◆ QUESTIONS TO ANSWER:
[1] In the Spiclomazine passage, what was used as the internal control?
[2] Please write out the Spiclomazine passage between "To further investigate" and "cancer cell lines.", inclusive.

◆ DOCUMENT SEGMENT:
Figure 4: Spiclomazine arrests cancer cell cycle progression at G2 phase. (A) The effect of Spiclomazine on cell cycle progression was analyzed in three cancerous cell lines and two human normal cell lines treated with increasing concentrations of Spiclomazine for 24 hours. (B) The effect of Spiclomazine on the expression levels of G2 phase-related proteins Cyclin B1 and CDK1 in pancreatic cancer cell lines were analyzed using WB assay. β-Actin was used as the internal control.

To further investigate the molecular mechanism of Spiclomazine-induced cell cycle arrest, we evaluated the effect of Spiclomazine on the expression levels of Cyclin B1 and CDK1 involved in G2 phase in these pancreatic cancer cell lines for 24 hours using WB assay. As displayed in the Figure 4B, the expressions of Cyclin B1 and CDK1 displayed dramatically decreased levels in these cancer cell lines treated with Spiclomazine. Therefore, we can conclude that Spiclomazine leads to the survival inhibition that elicits a prominent, prolonged accumulation of cells at G2 phase in these pancreatic cancer cell lines.

◆ THE DATA:
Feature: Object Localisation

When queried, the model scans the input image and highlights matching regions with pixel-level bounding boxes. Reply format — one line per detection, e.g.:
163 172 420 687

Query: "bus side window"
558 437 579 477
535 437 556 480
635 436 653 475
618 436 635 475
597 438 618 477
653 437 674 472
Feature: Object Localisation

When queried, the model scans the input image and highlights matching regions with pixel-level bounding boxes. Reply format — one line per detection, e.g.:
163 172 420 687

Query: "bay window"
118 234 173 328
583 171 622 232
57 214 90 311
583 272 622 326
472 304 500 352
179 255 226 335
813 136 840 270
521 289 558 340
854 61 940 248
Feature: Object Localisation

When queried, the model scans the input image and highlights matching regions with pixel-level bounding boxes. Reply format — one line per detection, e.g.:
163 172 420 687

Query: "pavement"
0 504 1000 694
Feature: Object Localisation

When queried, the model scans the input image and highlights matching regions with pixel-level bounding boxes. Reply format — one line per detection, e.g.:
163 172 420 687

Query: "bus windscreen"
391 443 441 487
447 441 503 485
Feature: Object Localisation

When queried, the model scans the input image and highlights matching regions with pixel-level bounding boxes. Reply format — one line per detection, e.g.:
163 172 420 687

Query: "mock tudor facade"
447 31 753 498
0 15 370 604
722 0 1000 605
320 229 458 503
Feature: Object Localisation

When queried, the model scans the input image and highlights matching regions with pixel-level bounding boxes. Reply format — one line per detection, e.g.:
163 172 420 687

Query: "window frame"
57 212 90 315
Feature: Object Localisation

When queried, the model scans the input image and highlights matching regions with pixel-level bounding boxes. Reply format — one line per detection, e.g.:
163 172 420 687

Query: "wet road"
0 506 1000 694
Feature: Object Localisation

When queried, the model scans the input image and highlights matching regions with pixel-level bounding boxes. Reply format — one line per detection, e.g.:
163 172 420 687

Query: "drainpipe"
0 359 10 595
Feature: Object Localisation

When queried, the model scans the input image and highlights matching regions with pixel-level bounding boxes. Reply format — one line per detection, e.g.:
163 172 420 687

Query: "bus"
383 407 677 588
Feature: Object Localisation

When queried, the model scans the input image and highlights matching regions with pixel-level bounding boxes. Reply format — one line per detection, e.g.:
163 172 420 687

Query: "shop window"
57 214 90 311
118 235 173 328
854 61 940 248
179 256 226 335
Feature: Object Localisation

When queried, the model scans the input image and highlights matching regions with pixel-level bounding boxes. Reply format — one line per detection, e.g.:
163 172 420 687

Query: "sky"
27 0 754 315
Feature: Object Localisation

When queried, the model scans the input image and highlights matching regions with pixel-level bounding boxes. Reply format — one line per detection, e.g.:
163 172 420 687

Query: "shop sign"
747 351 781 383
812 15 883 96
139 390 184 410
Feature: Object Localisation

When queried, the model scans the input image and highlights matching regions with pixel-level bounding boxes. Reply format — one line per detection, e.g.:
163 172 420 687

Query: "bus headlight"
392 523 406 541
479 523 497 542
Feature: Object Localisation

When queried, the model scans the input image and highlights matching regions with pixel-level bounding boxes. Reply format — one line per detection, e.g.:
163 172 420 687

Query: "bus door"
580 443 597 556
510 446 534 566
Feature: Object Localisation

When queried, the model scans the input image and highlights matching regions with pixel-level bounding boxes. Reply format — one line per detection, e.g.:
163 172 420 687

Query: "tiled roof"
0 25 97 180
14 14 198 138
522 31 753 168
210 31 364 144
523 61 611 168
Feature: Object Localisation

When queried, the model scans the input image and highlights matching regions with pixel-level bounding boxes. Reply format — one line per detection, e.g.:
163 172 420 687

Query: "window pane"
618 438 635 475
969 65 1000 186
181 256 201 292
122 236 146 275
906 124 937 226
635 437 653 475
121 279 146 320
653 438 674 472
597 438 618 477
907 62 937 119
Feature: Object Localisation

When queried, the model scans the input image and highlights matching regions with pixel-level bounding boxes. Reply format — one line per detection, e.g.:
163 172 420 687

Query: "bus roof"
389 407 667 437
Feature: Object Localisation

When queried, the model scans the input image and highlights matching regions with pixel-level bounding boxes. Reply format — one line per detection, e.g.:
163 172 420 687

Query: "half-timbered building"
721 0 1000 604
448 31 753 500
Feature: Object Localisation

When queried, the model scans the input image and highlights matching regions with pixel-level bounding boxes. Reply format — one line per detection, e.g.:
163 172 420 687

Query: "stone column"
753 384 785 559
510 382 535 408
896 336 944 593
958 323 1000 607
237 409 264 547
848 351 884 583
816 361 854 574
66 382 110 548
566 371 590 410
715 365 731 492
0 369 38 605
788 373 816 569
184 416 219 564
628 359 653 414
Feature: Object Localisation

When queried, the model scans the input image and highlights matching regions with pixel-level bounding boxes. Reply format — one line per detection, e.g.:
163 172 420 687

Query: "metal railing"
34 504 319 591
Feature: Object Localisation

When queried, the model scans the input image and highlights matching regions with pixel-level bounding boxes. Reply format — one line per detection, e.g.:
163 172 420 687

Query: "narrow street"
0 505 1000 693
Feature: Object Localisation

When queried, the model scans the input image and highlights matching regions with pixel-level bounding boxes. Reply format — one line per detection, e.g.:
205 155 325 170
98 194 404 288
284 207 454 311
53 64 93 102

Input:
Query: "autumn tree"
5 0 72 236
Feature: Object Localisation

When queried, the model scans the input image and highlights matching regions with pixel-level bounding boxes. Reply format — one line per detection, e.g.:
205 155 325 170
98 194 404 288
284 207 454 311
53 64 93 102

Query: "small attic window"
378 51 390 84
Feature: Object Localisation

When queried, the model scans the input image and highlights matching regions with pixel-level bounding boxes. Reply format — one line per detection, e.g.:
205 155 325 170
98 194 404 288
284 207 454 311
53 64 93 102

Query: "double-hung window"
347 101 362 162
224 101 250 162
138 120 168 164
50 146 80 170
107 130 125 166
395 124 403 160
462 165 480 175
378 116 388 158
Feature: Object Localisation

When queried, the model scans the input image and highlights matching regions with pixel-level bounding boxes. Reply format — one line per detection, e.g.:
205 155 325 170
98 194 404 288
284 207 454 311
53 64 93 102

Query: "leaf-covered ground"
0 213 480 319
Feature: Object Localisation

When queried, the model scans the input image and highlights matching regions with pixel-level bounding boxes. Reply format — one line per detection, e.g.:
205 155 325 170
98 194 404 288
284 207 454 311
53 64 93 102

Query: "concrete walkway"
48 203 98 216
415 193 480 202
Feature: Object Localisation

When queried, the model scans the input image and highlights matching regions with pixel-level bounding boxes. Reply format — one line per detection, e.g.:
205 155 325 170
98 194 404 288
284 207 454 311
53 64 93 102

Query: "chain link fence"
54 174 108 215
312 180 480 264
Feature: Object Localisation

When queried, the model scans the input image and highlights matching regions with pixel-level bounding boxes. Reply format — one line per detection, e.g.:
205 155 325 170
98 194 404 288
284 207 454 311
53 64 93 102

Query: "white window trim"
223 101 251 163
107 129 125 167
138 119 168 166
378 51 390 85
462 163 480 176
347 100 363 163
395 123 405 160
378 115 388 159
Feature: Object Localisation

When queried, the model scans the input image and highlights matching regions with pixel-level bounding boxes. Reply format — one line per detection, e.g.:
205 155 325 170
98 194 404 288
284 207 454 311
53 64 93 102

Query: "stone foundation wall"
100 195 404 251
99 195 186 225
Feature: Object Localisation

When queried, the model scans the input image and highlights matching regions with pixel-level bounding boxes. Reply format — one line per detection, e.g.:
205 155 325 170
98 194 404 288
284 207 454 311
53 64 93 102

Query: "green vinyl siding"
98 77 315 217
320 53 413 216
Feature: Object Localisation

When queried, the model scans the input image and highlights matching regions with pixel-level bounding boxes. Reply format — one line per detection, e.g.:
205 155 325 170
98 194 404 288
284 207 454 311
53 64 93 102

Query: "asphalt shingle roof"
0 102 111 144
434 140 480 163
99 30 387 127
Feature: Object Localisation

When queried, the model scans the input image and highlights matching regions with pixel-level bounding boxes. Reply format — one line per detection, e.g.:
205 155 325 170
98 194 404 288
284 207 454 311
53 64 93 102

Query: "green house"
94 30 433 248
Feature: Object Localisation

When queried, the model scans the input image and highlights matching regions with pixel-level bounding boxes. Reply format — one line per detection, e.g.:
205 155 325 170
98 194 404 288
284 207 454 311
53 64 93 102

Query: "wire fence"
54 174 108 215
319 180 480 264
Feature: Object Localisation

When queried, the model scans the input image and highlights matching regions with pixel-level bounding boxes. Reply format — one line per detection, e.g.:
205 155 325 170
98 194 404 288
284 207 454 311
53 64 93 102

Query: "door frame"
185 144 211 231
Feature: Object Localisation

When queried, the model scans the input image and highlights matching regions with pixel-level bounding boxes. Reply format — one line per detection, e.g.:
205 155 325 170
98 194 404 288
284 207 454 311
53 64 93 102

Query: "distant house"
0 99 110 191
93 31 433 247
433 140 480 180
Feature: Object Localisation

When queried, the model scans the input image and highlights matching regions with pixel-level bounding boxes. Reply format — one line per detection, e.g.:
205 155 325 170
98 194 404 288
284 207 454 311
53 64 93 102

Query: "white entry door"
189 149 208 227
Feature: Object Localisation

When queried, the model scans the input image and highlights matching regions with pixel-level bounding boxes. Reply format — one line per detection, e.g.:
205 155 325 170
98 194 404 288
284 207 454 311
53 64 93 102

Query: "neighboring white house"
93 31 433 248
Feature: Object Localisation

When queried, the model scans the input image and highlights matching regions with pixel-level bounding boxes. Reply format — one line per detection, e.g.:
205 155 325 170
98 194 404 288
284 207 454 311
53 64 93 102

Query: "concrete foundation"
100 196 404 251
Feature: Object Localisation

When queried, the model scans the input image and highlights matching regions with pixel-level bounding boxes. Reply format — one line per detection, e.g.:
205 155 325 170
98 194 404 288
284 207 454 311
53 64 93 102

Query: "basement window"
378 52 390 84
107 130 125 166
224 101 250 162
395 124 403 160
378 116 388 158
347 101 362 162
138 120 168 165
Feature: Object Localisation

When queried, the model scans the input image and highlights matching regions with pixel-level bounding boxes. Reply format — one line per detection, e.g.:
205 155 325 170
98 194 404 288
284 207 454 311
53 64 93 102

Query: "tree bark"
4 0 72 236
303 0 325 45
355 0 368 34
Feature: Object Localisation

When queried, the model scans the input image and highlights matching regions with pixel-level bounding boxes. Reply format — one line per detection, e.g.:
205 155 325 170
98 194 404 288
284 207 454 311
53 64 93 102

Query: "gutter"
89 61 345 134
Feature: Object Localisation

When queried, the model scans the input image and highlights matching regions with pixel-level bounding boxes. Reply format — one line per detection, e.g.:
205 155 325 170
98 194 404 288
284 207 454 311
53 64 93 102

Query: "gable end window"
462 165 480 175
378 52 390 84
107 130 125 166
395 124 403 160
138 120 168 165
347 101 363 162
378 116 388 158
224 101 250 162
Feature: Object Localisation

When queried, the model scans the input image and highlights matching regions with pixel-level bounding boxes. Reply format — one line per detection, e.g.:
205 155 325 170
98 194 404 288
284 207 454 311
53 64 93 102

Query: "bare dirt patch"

◆ SOLVED TASKS:
[1] β-Actin

[2]
To further investigate the molecular mechanism of Spiclomazine-induced cell cycle arrest, we evaluated the effect of Spiclomazine on the expression levels of Cyclin B1 and CDK1 involved in G2 phase in these pancreatic cancer cell lines for 24 hours using WB assay. As displayed in the Figure 4B, the expressions of Cyclin B1 and CDK1 displayed dramatically decreased levels in these cancer cell lines treated with Spiclomazine. Therefore, we can conclude that Spiclomazine leads to the survival inhibition that elicits a prominent, prolonged accumulation of cells at G2 phase in these pancreatic cancer cell lines.